ENTRIES:
----------------
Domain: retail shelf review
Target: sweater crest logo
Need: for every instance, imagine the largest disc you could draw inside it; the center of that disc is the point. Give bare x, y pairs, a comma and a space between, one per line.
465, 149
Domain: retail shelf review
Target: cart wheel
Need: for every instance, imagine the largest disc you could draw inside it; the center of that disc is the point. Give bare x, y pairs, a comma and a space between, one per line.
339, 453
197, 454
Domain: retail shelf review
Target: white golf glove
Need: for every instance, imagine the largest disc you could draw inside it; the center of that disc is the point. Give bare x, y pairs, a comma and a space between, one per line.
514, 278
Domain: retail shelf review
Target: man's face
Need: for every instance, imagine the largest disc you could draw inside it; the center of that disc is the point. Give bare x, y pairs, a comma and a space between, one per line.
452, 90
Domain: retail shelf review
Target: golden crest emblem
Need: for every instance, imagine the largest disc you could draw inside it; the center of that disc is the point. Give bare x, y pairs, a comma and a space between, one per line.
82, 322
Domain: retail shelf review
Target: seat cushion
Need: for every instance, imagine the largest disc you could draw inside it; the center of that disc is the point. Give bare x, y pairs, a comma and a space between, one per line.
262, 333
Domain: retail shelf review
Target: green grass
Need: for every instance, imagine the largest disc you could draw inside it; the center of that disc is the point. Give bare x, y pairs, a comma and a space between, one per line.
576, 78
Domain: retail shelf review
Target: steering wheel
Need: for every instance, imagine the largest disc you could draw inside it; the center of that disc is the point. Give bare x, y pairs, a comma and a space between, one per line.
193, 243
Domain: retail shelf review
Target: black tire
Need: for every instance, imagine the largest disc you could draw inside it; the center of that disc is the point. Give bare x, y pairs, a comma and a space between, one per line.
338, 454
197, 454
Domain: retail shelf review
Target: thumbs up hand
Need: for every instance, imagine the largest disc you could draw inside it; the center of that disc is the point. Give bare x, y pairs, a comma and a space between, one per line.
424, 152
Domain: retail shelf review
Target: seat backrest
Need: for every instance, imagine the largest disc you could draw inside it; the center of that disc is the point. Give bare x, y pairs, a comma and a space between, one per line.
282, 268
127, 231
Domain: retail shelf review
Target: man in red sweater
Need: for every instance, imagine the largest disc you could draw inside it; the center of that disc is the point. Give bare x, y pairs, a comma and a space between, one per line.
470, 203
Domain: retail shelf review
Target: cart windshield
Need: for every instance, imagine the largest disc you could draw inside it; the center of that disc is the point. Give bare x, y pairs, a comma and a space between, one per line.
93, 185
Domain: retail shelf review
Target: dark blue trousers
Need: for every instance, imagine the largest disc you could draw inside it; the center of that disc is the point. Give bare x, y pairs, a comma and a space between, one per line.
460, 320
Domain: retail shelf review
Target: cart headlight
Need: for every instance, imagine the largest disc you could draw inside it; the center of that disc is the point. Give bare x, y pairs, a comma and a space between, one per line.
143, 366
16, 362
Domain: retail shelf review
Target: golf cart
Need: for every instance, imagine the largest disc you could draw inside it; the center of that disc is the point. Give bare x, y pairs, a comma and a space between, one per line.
----------------
AIM: In this exercise, repeat all entries exactly.

PROBLEM SOLUTION:
Domain: retail shelf review
Target: sweater crest logo
Need: for every instance, imagine the largest disc you could draw inside it; the center of that disc is the point. Give bare x, y pairs, a comma and a space between, one per line.
465, 149
Domain: retail shelf review
Target: cart wheel
Need: for every instance, imagine the largest disc you could draw inside it; the center of that disc is the point. Give bare x, y pairs, a comma and a space between, one per line.
339, 453
197, 454
Domain: retail shelf review
Target: white golf glove
Need: for every instance, imagine the largest disc you could draw inside it; the center of that disc is the point. Give bare x, y pairs, a comma and a space between, one per line.
514, 278
Domain: retail shelf review
Target: man's face
Need: for every instance, imagine the largest disc you could draw inside it; the center of that disc is the point. Give bare x, y pairs, a comma and a space between, one per line.
452, 90
Domain: retail shelf review
Target: golden crest emblem
Need: for every instance, imagine the largest disc you could draw inside it; the center of that disc is the point. Give bare x, y pairs, a comma and a space between, one per line.
82, 322
Domain: retail shelf review
Target: seat cushion
Need: for every instance, imagine the largest disc you could draw inside it; the center of that disc is the point. Give bare x, y pairs, a comma and a space between, one per line.
262, 333
Domain: retail shelf review
Target: green grass
Need: for every instance, imagine the largest disc you could draw inside it; the center of that disc is the point. Give bare x, y pairs, a comma and a space between, one per line.
576, 78
Domain: retail shelf review
Target: steering wheel
Need: for every instance, imagine the largest disc you could draw inside it; the center of that disc is the point. Give bare x, y pairs, a comma and a space between, one per line.
193, 243
Domain: retail shelf review
Target: black tire
Need: for every instance, imagine the largest disc you could draw inside it; the center of that disc is the point. Give bare x, y pairs, a comma and a space between, one per line.
338, 454
197, 454
Domain: retail shelf review
Target: thumbs up hand
Need: for every instance, imagine the largest disc you could draw inside it; the center of that disc is the point. Give bare x, y pairs, a comma and a space between, one per line.
424, 152
Domain: retail shelf review
Target: seat backrest
Need: for every instance, imagine the largest disc you could draw inside it; the center of that disc is the point. Give bare x, y pairs, a comma and a space between, one per line.
282, 268
127, 231
Domain: retail shelf review
Target: man in red sweater
Need: for every instance, imagine the largest disc you could draw inside it; the center of that disc is the point. Give bare x, y pairs, a comma and a space between, one per line.
470, 203
Domain: retail shelf review
Target: cart windshield
Need: for every instance, imagine the largest disc you could draw inside it; the center of that disc is the point. Give bare x, y pairs, a comma and a space between, one per line.
93, 185
Domain: retail shelf review
Target: dark blue trousers
Need: for every instance, imagine the largest disc you could draw inside it; the center of that disc is the point. Give bare x, y pairs, a comma and a space between, one per line.
460, 320
Domain: retail shelf review
Target: cart headlight
Need: for every instance, imagine the largest disc you could draw inside it; the center of that disc is the point. Give bare x, y pairs, a comma and a space between, one per line.
143, 366
16, 362
Domain: retail shelf review
Target: golf cart
Need: for every instance, imagine the largest disc you could draw inside it; the center of that disc is the point. Give bare x, y pairs, a comma and a space between, one per line.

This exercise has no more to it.